# EXERCISE BRIEF
The expected output is the exact lines from the one containing "Target: gold altar decoration" through the end of the data, inclusive, and nothing else.

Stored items
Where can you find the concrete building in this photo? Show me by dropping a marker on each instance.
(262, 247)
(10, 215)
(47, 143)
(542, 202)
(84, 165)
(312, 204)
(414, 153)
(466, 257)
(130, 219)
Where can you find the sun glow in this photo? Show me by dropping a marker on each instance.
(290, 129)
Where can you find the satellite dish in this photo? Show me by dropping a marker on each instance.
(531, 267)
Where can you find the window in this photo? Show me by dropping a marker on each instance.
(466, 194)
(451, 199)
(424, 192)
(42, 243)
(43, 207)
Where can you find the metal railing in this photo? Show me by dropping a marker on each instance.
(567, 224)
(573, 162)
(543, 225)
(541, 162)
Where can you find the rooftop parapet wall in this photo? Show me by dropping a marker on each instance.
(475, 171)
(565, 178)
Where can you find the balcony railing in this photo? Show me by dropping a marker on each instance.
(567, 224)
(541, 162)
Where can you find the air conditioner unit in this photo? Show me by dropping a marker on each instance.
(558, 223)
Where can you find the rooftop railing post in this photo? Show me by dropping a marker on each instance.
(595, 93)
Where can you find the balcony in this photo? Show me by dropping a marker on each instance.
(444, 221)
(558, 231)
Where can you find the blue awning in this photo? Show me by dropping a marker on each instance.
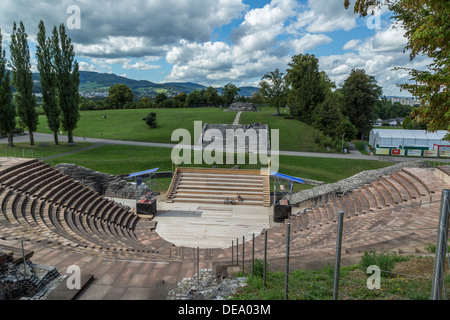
(286, 177)
(143, 173)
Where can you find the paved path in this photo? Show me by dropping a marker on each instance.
(353, 154)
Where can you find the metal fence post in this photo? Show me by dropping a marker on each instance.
(243, 253)
(338, 255)
(439, 259)
(253, 254)
(286, 280)
(237, 251)
(265, 258)
(232, 252)
(198, 265)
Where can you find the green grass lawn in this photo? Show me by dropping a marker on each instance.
(25, 150)
(128, 124)
(122, 159)
(294, 135)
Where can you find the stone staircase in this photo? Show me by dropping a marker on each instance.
(216, 186)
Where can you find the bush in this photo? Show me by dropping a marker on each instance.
(150, 120)
(385, 261)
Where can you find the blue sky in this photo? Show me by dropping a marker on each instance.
(214, 42)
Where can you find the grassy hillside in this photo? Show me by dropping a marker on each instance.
(128, 124)
(119, 159)
(294, 135)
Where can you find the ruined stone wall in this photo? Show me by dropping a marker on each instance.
(105, 184)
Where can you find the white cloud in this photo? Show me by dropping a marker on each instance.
(325, 16)
(378, 56)
(352, 44)
(309, 41)
(84, 66)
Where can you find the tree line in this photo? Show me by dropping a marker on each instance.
(59, 74)
(339, 113)
(121, 96)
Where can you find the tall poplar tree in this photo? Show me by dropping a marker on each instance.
(22, 80)
(306, 85)
(68, 79)
(7, 108)
(44, 55)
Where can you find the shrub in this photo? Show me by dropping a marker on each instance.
(150, 120)
(385, 260)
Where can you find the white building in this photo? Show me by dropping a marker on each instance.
(400, 139)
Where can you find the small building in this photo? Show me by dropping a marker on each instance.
(405, 139)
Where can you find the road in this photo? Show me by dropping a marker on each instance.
(353, 153)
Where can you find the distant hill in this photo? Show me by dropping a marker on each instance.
(101, 82)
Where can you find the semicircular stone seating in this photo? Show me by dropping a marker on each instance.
(399, 212)
(41, 205)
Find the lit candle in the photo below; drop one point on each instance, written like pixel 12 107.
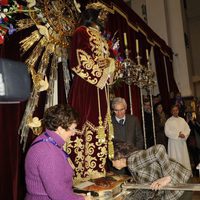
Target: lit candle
pixel 125 40
pixel 147 54
pixel 137 46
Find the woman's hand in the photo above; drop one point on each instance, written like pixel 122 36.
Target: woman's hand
pixel 160 183
pixel 89 197
pixel 103 62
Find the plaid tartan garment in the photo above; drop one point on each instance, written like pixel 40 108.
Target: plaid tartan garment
pixel 149 165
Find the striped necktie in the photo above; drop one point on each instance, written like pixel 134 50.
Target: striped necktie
pixel 121 121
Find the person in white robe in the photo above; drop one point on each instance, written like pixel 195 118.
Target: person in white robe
pixel 177 131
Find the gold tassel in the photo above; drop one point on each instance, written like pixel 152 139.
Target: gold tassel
pixel 110 127
pixel 101 130
pixel 110 150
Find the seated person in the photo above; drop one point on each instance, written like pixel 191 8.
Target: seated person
pixel 151 166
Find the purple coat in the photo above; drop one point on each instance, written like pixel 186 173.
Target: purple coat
pixel 48 173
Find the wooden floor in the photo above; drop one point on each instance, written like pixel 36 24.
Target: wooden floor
pixel 196 195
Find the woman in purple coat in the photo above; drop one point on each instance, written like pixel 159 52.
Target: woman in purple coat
pixel 47 166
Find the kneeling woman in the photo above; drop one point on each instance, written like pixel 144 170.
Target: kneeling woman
pixel 151 166
pixel 47 166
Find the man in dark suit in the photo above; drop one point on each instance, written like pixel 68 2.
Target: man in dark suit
pixel 127 127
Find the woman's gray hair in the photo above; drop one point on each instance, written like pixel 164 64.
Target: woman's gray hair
pixel 119 100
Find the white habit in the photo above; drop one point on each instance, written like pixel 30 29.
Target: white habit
pixel 177 147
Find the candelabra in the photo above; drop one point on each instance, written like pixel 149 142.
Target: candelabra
pixel 142 76
pixel 129 75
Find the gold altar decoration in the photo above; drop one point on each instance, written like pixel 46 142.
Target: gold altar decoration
pixel 51 24
pixel 90 154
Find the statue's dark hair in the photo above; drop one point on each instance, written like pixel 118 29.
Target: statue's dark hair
pixel 89 17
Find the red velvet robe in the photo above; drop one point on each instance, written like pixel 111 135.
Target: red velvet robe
pixel 87 47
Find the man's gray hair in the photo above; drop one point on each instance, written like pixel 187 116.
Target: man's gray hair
pixel 119 100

# ANSWER TO THIS PROBLEM
Target: gold altar decoration
pixel 51 24
pixel 90 154
Find the statue's dark hair in the photo above; drop one point on each instance, written like pixel 118 29.
Target: statue's dark hair
pixel 89 17
Find the red velvet robe in the photo above; drop one point on each instance, written like pixel 111 135.
Target: red velvet robe
pixel 87 47
Find the man's gray hair in the photo above; drop one point on each instance, written like pixel 187 116.
Target: man's gray hair
pixel 119 100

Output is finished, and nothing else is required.